[start Page text]
# Pacific Northwest



## Doxie-Doglover-Too (Jan 25, 2007)

The Pacific Northwest According To Jeff Foxworthy:

1. You know the state flower (Mildew)

2. You feel guilty throwing aluminum cans or paper in the trash.

3. You use the statement "sun break" and know what it means.

4. You know more than 10 ways to order coffee.

5. You know more people who own boats than air conditioners.

6. You feel overdressed wearing a suit to a nice restaurant.

7. You stand on a deserted corner in the rain waiting for the "Walk" Signal.

8. You consider that if it has no snow or has not recently erupted, is not a real mountain.

9. You can taste the difference between Starbucks, Seattle's Best, and Veneto's.

10. You know the difference between Chinook, Coho, and Sockeye Salmon.

11. You know how to pronounce Sequim, Puyallup, Issaquah, Oregon, Yakima, 
and Willamette.

12. You consider swimming an indoor sport.

13. You can tell the difference between Japanese, Chinese and Thai food.

14. In winter, you go to work in the dark and come home in the dark-while only working eight-hour days.

15. You never go camping without waterproof matches and a poncho.

16. You are not fazed by "Today's forecast: showers followed by rain," and "Tomorrow's forecast: rain followed by showers."

17. You have no concept of humidity without precipitation.

18. You know that Boring is a town in Oregon and not just a state of mind.

19. You can point to at least two volcanoes, even if you cannot see through the cloud cover.

20. You notice, "The mountain is out" when it is a pretty day and you can actually see it.

21. You put on your shorts when the temperature gets above 50, but still wear your hiking boots and parka.

22. You switch to your sandals when it gets about 60, but keep the socks on.

23. You have actually used your mountain bike on a mountain.

24. You think people who use umbrellas are either wimps or tourists.

25. You buy new sunglasses every year, because you cannot find the old ones after such a long time.

26. You measure distance in hours.

27. You often switch from "heat" to "a/c" in the same day.

28. You design your kid's Halloween costume to fit under a raincoat.

29. You know all the important seasons: Almost winter, winter, Still Raining (spring), Road Construction (summer), Deer & Elk Season (fall).
[end Page text]
[start Record excerpts]
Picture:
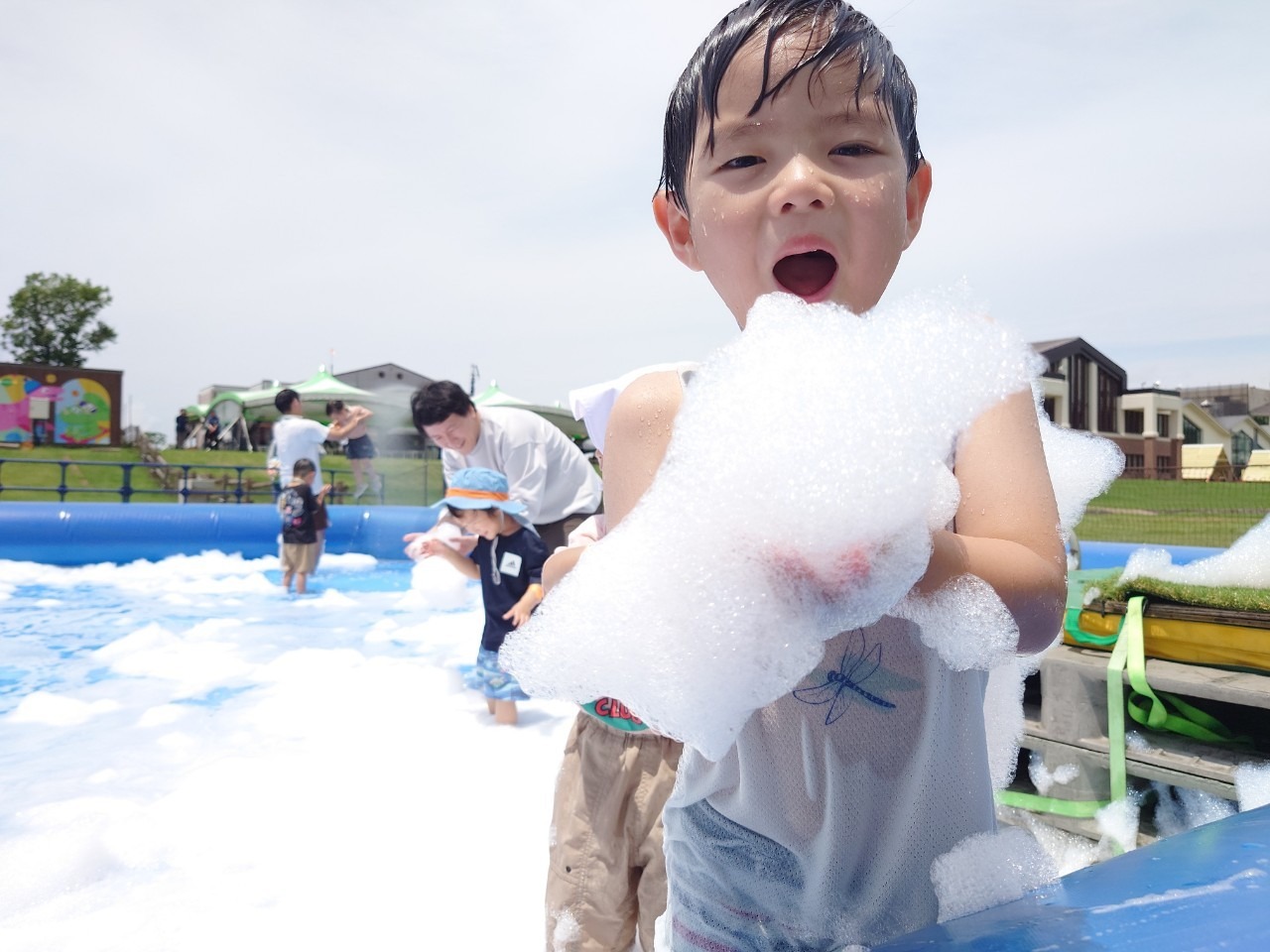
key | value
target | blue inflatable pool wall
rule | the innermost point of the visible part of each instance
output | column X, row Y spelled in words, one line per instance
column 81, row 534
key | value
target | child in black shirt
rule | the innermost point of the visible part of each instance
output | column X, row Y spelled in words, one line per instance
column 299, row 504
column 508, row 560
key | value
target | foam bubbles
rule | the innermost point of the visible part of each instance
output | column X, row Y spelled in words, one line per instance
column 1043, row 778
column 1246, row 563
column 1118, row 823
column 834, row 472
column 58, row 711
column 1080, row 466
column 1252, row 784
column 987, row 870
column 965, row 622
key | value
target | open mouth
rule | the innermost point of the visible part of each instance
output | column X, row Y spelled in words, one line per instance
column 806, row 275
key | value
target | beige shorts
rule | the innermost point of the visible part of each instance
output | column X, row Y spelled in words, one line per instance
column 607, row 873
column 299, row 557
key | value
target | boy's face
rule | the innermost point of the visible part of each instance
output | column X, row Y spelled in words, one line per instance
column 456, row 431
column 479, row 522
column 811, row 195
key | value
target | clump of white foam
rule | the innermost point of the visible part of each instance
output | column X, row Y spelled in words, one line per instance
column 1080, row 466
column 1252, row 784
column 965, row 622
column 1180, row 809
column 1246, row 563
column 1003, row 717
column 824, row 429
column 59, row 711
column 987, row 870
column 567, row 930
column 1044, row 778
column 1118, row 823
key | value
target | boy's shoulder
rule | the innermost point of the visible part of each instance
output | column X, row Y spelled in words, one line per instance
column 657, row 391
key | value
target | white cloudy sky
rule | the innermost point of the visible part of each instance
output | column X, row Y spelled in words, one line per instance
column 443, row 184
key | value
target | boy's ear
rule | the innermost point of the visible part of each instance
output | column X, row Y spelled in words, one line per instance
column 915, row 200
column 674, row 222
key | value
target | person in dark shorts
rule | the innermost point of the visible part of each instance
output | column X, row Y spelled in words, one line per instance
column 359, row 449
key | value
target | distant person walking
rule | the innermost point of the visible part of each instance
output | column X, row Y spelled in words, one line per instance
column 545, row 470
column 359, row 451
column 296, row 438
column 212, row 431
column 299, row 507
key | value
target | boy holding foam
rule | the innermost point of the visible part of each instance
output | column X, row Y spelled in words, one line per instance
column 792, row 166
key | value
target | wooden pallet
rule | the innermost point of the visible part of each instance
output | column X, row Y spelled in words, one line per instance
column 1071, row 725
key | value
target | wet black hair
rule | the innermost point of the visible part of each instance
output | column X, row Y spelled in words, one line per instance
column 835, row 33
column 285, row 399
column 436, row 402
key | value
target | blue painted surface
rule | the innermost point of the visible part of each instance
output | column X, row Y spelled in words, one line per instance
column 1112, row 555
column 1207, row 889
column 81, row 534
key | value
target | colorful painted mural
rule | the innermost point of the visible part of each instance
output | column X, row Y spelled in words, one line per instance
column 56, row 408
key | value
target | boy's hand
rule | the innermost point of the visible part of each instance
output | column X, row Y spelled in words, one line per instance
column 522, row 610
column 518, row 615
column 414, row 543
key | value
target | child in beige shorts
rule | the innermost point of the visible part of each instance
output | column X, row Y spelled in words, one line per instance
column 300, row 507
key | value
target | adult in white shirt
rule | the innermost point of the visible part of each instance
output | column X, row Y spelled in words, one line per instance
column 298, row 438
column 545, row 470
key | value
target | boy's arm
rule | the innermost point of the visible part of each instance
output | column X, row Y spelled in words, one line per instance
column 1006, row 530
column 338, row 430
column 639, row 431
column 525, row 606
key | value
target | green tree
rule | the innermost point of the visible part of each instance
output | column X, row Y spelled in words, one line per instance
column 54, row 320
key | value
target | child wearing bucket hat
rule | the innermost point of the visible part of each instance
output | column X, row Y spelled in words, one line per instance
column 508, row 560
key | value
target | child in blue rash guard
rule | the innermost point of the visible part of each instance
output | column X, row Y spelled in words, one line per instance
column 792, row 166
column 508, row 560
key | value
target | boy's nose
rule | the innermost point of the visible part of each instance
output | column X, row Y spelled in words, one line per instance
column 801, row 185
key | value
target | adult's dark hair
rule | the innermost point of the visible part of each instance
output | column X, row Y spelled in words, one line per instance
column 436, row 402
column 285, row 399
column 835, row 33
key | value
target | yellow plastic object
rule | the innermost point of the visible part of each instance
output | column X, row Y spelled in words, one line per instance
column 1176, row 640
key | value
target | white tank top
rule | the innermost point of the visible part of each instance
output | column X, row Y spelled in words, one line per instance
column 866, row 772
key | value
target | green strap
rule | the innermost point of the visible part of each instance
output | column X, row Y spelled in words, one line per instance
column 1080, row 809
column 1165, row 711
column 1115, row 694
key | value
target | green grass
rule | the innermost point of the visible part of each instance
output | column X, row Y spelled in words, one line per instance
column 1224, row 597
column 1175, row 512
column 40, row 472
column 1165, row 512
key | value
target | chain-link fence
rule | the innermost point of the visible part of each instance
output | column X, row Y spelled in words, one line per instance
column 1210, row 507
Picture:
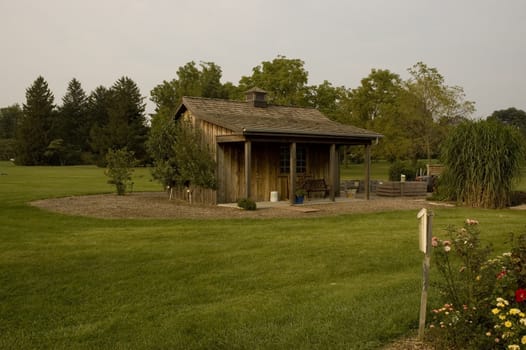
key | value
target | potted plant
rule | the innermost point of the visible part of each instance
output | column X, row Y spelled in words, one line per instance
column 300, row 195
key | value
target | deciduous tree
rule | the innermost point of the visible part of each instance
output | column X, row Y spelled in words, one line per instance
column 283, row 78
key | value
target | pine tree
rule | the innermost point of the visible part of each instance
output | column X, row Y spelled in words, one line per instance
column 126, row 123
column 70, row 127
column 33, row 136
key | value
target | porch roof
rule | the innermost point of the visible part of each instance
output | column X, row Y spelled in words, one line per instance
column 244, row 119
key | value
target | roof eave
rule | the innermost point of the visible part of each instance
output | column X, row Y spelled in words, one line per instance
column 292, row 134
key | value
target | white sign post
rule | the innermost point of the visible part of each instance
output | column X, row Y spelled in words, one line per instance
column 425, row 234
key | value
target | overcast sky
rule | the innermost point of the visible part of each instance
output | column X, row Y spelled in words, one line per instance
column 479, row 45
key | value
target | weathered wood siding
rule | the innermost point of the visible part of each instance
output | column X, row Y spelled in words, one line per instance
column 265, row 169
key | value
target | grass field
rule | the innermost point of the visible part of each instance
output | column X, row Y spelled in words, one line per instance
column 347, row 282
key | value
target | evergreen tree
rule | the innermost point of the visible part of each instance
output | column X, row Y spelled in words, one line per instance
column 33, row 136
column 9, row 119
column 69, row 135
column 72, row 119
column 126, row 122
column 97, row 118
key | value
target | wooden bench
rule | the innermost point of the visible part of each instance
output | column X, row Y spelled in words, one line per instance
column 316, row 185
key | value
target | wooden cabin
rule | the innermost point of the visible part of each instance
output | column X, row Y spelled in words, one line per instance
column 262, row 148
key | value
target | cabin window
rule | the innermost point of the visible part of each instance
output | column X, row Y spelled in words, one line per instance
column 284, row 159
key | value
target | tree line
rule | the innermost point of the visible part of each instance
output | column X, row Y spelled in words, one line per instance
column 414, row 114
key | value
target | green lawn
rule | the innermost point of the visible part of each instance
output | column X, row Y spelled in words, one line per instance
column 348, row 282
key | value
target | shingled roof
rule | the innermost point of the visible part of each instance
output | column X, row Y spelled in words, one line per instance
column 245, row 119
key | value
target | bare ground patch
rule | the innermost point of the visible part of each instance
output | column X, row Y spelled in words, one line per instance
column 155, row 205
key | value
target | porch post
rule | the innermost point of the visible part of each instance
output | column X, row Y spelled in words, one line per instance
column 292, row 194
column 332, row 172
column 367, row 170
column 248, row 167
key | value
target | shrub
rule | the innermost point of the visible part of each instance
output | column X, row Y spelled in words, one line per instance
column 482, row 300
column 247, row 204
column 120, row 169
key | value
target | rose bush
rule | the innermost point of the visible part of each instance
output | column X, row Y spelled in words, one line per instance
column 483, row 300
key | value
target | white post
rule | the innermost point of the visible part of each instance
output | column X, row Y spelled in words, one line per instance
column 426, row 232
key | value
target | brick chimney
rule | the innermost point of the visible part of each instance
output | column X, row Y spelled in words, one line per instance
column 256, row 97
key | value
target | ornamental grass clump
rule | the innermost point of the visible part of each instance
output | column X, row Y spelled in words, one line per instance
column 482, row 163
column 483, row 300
[end Record excerpts]
- Tasks:
a) Please copy everything from "16. You are" down to "the socks on." in the Pacific Northwest list, swapping "parka" for "rain jacket".
b) In the Pacific Northwest list, what is named as the state flower?

- Answers provided:
a)
16. You are not fazed by "Today's forecast: showers followed by rain," and "Tomorrow's forecast: rain followed by showers."

17. You have no concept of humidity without precipitation.

18. You know that Boring is a town in Oregon and not just a state of mind.

19. You can point to at least two volcanoes, even if you cannot see through the cloud cover.

20. You notice, "The mountain is out" when it is a pretty day and you can actually see it.

21. You put on your shorts when the temperature gets above 50, but still wear your hiking boots and rain jacket.

22. You switch to your sandals when it gets about 60, but keep the socks on.

b) Mildew.